§ WORK TO DO: Return each line from the entries below that contains the string "cluster", matching case exactly.

[Dataset entries]
>>>
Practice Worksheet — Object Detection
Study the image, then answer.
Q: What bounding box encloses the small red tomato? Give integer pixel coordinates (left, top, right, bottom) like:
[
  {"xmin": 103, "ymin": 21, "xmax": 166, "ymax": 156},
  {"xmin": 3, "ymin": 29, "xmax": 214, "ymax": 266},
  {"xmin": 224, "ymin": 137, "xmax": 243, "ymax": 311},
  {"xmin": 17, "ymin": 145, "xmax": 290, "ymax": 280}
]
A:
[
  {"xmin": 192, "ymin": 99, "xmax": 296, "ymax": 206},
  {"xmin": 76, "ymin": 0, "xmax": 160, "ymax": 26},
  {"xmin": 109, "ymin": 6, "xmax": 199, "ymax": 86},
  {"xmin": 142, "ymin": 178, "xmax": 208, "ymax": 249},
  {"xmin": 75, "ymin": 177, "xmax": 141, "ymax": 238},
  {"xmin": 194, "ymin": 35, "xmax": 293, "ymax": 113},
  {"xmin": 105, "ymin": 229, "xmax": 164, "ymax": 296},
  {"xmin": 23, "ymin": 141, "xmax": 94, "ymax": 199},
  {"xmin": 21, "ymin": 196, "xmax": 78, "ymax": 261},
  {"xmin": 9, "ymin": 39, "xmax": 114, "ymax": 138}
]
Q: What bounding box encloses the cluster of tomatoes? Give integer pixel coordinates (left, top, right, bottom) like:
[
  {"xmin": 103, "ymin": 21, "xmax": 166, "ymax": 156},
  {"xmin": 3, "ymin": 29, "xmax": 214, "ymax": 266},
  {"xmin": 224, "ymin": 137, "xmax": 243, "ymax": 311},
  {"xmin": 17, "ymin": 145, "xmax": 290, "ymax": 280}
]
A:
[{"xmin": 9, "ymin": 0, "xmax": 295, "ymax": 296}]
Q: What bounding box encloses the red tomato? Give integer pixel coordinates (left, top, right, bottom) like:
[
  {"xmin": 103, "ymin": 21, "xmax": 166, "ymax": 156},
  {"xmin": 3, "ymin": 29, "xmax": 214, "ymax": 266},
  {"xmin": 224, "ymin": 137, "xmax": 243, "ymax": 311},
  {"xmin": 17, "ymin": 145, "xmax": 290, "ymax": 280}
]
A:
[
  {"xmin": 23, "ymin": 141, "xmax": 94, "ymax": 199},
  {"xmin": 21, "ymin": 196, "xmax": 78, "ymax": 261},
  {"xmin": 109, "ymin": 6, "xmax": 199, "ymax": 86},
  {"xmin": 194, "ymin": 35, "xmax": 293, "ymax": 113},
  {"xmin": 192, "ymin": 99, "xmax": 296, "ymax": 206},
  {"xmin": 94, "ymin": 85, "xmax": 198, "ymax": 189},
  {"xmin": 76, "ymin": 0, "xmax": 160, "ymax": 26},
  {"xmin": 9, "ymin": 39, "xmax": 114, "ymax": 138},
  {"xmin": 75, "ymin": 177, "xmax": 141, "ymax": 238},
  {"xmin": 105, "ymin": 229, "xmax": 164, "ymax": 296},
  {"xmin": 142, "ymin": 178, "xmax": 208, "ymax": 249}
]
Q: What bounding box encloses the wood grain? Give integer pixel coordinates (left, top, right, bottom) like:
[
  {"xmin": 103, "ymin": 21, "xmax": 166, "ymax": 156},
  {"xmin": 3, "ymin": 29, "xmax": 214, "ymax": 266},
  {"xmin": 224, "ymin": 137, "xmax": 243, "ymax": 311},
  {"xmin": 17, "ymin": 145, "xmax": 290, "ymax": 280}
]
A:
<<<
§ FINAL RESULT:
Q: What bounding box encloses the cluster of tomatoes? Give integer pixel coordinates (left, top, right, bottom) like:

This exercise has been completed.